> [Reading text]
The burgeoning body of research on corporate responsibility, sustainability, and transnational governance is similarly segregated. On one side are studies of corporate social responsibility for labor standards in apparel, footwear, and electronics factories. On the other side are studies of sustainability standards for timber, coffee, seafood, biofuels, and a number of other products. There are a handful of excellent comparisons, but especially when it comes to consequences “on the ground,” most of what we know comes from studies of a single industry, initiative, or issue area.
In my new book, Rules without Rights: Land, Labor, and Private Authority in the Global Economy (Oxford University Press, 2018), I sought to get past the land-labor divide—and to show what a comparison of the two can offer to economic sociology and political economy more broadly. The book looks at the consequences of corporate responsibility and sustainability projects by comparing two fields—sustainable forestry (in the timber, paper, and furniture industries) and fair labor (in the apparel and footwear industry). This includes multi-stakeholder initiatives like the Forest Stewardship Council and Social Accountability International as well as a variety of other initiatives and company-specific codes.  In both cases, a form of “transnational private regulation” has expanded as large retailers and brands (such as IKEA, The Home Depot, H&M, and Nike) have pushed standards for sustainability or fairness through their global supply chains.
To look at the implementation of these rules, I focused on two key countries—Indonesia and China—where I interviewed a variety of practitioners and assembled or analyzed other data. This allowed me to consider how transnational standards are shaped by different forms of domestic governance—a new democracy in one case and a resilient form of authoritarianism in the other. I found some intriguing cross-country differences (described in part here) and developed a general critique of private regulation and its “hope of transcendence” (reviewed in part here). But I also found some important differences between land and labor standards.

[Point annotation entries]
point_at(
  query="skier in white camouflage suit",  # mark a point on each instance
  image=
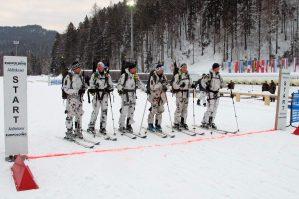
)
(74, 87)
(181, 85)
(157, 90)
(202, 91)
(127, 85)
(100, 87)
(212, 86)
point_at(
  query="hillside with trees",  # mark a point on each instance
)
(167, 30)
(34, 42)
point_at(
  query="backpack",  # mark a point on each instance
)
(64, 94)
(148, 85)
(175, 71)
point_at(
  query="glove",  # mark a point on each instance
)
(108, 90)
(81, 91)
(164, 88)
(163, 81)
(136, 76)
(120, 92)
(92, 91)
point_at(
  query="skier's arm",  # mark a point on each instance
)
(222, 84)
(120, 83)
(110, 83)
(176, 82)
(67, 86)
(92, 82)
(141, 85)
(154, 85)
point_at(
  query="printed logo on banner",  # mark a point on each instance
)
(15, 105)
(284, 86)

> [Tasks and exercises]
a. Retype the passage on corporate responsibility from "To look at the" up to and including "and labor standards.".
b. Pull out every line of the entries that contains the string "mark", treating uppercase and lowercase as different.
The passage on corporate responsibility and these entries are unrelated to each other.

> [The responses]
a.
To look at the implementation of these rules, I focused on two key countries—Indonesia and China—where I interviewed a variety of practitioners and assembled or analyzed other data. This allowed me to consider how transnational standards are shaped by different forms of domestic governance—a new democracy in one case and a resilient form of authoritarianism in the other. I found some intriguing cross-country differences (described in part here) and developed a general critique of private regulation and its “hope of transcendence” (reviewed in part here). But I also found some important differences between land and labor standards.

b.
  query="skier in white camouflage suit",  # mark a point on each instance
  query="hillside with trees",  # mark a point on each instance
  query="backpack",  # mark a point on each instance
  query="glove",  # mark a point on each instance
  query="skier's arm",  # mark a point on each instance
  query="printed logo on banner",  # mark a point on each instance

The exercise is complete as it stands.